Instructions:
1: Using the passage on stability misconceptions, decide whether each statement below agrees with it: (a) Moving to a more recent version of the .NET framework has completely stopped resource leakage. (b) The overall reduction in resource usage often falls in the 30% range. (c) Frequent refreshing of areas with heavy traffic is still recommended. For each, answer yes or no and quote the words from the passage that decide it.
2: Report how many lines of the listing contain the string "roof", with case counting, and give only the number.

Common Stability Misconceptions

Stability is a key factor for any grid or region and has been a point of contention around operators for a long time now. With software never being truly free of bugs, especially not the more complex it becomes stability can be overlooked. Thankfully the current aim toward updating some of the basis and utilizing more current technology has pushed a renewed sense for stability, compatibility and performance. That said, let’s actually take a look at the common stability misconceptions, data to back them up and disprove them.

Traffic equals instability

The idea that constant traffic causes eventual collection of more and more garbage that is not properly cleared has been around for a long time. For the most part the core concept itself is true, some accumulation of abandoned data can never be fully avoided, but clearing out and freeing up resources has massively improved with the change to a more recent version of the .NET framework(see picture). This major shift was accompanied by various fixes towards the consumption and, more importantly, the re-allocation of used resources. The return of which granted an overall reduction in resource usage that often sits in the 30% range. Such a change is definitely noticeable and even measurable. The bigger the resources usage was before these changes the bigger the gains are. Some of our customers are seeing reductions beyond 50% simply from upgrading to more recent versions. That said, there is still some work to be done and given the nature of the framework some resource leakage, as it is commonly called, still occurs. Levels are much lower compared to a few years ago, but edge-cases still exist and we still recommend refreshing areas with heavy traffic often, especially when the clientele has a tendency to, let’s put it mildly, act less gracefully in their self-accessorization(is that even a word?).

Data to process:

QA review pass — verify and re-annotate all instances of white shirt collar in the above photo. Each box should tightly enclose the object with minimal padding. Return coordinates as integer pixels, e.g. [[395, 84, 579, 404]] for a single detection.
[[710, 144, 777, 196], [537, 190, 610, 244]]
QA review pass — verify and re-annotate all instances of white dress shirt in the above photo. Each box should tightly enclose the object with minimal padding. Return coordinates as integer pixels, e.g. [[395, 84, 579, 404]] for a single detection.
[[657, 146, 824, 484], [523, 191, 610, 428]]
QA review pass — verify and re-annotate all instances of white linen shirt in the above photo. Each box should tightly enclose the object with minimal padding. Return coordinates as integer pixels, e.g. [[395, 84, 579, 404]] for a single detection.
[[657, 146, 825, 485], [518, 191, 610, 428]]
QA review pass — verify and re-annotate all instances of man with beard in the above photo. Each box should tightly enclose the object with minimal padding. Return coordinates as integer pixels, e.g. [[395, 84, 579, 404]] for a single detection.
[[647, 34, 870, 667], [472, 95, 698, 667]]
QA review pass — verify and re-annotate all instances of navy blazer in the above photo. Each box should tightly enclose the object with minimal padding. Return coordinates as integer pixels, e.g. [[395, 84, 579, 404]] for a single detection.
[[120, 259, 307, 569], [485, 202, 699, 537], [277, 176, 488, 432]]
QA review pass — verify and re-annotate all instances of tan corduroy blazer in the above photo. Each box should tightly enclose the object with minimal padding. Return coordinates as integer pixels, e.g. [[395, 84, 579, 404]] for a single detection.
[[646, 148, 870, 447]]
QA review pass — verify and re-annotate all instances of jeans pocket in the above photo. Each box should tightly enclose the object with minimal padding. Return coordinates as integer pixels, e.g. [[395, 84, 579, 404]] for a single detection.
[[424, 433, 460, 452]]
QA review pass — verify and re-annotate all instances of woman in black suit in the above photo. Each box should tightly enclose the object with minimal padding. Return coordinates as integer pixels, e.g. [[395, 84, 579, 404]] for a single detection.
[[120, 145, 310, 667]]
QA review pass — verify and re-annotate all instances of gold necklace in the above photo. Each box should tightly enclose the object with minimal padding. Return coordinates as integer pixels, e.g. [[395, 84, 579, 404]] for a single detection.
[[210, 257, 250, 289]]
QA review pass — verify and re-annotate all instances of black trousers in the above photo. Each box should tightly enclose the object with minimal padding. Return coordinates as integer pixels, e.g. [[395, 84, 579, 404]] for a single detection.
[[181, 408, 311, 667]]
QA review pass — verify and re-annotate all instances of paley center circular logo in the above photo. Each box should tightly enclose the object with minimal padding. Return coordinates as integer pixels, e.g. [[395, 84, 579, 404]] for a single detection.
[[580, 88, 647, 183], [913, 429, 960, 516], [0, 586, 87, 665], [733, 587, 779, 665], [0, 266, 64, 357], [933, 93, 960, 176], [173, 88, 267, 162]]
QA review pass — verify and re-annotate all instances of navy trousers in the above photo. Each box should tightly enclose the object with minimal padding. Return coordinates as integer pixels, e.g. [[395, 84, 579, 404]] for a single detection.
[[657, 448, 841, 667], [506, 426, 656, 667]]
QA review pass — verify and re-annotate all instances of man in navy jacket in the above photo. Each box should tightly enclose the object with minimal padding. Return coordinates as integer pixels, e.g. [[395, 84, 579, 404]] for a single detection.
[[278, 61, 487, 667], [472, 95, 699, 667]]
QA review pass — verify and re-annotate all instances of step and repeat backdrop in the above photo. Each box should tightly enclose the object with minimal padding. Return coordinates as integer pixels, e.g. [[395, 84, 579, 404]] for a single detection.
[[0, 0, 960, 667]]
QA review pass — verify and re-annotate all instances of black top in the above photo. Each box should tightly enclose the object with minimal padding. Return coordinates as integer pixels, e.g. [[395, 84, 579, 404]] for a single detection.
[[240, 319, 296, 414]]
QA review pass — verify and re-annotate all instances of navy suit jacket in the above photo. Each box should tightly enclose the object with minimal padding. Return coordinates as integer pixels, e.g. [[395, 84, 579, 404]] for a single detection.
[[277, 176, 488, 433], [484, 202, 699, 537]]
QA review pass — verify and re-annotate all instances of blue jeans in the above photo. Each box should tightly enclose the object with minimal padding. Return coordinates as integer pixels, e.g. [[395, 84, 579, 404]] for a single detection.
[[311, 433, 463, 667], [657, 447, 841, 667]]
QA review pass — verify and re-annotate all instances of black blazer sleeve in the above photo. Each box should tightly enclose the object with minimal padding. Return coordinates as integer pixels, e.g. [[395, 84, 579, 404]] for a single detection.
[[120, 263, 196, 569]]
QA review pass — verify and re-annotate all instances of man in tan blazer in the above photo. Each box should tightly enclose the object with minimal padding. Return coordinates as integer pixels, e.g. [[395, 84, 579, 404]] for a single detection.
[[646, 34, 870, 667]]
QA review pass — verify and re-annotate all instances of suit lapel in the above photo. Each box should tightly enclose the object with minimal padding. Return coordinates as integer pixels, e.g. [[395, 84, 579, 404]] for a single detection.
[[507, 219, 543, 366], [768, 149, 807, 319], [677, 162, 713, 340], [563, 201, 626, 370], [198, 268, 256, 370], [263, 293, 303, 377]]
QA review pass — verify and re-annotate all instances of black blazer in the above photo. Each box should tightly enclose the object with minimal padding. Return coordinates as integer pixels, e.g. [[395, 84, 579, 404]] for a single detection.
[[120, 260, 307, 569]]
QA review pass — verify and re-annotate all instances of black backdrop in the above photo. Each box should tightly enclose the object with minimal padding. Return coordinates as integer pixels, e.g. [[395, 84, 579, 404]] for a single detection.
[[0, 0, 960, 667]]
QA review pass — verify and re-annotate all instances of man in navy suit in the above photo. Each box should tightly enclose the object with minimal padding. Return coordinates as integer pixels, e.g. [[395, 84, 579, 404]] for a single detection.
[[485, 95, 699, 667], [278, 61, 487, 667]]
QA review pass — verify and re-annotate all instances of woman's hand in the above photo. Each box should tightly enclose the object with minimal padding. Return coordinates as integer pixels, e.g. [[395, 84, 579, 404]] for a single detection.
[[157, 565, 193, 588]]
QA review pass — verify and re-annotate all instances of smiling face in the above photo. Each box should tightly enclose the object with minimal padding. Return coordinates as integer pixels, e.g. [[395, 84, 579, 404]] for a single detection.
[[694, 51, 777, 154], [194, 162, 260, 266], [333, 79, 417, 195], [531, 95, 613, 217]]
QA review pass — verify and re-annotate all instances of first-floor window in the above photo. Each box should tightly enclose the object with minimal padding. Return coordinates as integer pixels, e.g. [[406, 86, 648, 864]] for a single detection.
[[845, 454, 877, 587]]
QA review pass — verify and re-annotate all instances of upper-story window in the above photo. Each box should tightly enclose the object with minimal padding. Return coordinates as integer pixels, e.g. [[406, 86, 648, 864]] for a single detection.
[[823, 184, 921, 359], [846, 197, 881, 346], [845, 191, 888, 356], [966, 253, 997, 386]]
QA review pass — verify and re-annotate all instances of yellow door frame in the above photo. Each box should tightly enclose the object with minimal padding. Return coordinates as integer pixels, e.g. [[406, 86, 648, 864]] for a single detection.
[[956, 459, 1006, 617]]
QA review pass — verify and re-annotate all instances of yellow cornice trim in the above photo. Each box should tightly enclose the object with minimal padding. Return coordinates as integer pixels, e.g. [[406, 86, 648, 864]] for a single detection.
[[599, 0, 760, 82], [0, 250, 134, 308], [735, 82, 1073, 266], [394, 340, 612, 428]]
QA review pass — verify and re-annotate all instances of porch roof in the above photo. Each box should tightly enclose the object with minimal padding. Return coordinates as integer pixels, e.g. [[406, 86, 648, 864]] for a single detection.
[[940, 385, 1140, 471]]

Responses in order:
1:
(a) No: "given the nature of the framework some resource leakage, as it is commonly called, still occurs."
(b) Yes: "an overall reduction in resource usage that often sits in the 30% range."
(c) Yes: "we still recommend refreshing areas with heavy traffic often."

2: 1